• **SELECTED PASSAGE**:
[Start]
SECTION 2.02. Exchange of Certificates. (a) Exchange Agent. Prior to the Initial Effective Time, HoldCo shall appoint Computershare, Inc. to act as exchange agent (the “Exchange Agent”) for the payment of the Merger Consideration. At or prior to the Initial Effective Time, HoldCo shall cause to be deposited with the Exchange Agent, for the benefit of the holders of Certificates, for exchange in accordance with this Article II through the Exchange Agent, certificates representing the shares of HoldCo Common Stock to be issued as Merger Consideration and cash sufficient to make payments in lieu of fractional shares pursuant to Section 2.02(f). All such HoldCo Common Stock and cash deposited with the Exchange Agent is hereinafter referred to as the “Exchange Fund”.
(b) Letter of Transmittal. As promptly as reasonably practicable after the Effective Time, HoldCo shall cause the Exchange Agent to mail to each holder of record of Trulia Common Stock or Zillow Common Stock a form of letter of transmittal (the “Letter of Transmittal”) (which shall specify that delivery shall be effected, and risk of loss and title to the Certificates shall pass, only upon delivery of the Certificates to the Exchange Agent and shall be in such form and have such other provisions (including customary provisions with respect to delivery of an “agent’s message” with respect to shares held in book-entry form) as Zillow or HoldCo may specify subject to Trulia’s reasonable approval prior to the Initial Effective Time), together with instructions thereto.
[End]
• **TASKS TO CARRY OUT**:
**a)** Retype the passage on the exchange of certificates from "(b) Letter of" to "with instructions thereto.".
**b)** Show each line of the records that contains the string "spoon", treating uppercase and lowercase as different.

• **DATA LISTING**:
[Start]
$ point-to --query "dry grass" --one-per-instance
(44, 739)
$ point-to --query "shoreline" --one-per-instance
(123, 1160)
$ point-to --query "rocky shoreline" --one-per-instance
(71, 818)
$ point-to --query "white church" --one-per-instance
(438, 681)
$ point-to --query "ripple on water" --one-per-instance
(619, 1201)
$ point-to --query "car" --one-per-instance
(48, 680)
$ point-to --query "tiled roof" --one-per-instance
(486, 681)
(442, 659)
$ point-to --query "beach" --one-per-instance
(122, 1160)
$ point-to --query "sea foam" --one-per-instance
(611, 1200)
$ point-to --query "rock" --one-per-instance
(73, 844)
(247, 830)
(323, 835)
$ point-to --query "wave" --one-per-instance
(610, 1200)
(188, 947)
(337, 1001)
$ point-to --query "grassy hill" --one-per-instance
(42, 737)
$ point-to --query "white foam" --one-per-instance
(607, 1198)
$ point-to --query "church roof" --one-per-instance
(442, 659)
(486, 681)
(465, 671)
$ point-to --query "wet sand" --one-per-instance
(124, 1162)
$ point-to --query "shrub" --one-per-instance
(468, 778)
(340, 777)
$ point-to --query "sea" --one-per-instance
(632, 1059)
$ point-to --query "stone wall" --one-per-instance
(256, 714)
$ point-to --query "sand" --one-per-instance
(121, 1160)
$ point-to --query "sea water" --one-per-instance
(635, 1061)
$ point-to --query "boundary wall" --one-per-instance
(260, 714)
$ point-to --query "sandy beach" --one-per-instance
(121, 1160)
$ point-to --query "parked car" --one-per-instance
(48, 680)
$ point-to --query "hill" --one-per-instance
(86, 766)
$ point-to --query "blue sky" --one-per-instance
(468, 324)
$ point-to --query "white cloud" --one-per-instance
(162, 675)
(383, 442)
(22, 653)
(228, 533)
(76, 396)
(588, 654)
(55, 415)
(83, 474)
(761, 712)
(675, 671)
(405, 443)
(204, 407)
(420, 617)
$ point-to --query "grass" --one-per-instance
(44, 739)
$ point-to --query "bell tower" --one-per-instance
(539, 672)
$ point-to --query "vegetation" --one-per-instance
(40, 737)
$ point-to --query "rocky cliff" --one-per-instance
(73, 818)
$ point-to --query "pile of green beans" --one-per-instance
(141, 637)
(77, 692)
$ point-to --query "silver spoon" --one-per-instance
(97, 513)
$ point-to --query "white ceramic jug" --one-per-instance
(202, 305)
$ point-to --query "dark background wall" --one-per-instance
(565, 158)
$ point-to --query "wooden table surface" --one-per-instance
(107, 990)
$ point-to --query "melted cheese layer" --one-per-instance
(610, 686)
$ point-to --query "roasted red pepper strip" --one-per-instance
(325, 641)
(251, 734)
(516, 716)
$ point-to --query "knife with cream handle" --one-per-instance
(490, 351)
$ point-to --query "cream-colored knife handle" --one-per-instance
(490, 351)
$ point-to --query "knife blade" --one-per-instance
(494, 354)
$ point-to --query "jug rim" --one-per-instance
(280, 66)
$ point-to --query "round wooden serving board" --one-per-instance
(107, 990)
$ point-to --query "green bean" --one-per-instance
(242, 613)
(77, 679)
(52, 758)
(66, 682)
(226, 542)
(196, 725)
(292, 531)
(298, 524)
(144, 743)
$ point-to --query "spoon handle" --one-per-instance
[End]
• **RESULTS FOR EACH TASK**:
**a)**
(b) Letter of Transmittal. As promptly as reasonably practicable after the Effective Time, HoldCo shall cause the Exchange Agent to mail to each holder of record of Trulia Common Stock or Zillow Common Stock a form of letter of transmittal (the “Letter of Transmittal”) (which shall specify that delivery shall be effected, and risk of loss and title to the Certificates shall pass, only upon delivery of the Certificates to the Exchange Agent and shall be in such form and have such other provisions (including customary provisions with respect to delivery of an “agent’s message” with respect to shares held in book-entry form) as Zillow or HoldCo may specify subject to Trulia’s reasonable approval prior to the Initial Effective Time), together with instructions thereto.

**b)**
$ point-to --query "silver spoon" --one-per-instance
$ point-to --query "spoon handle" --one-per-instance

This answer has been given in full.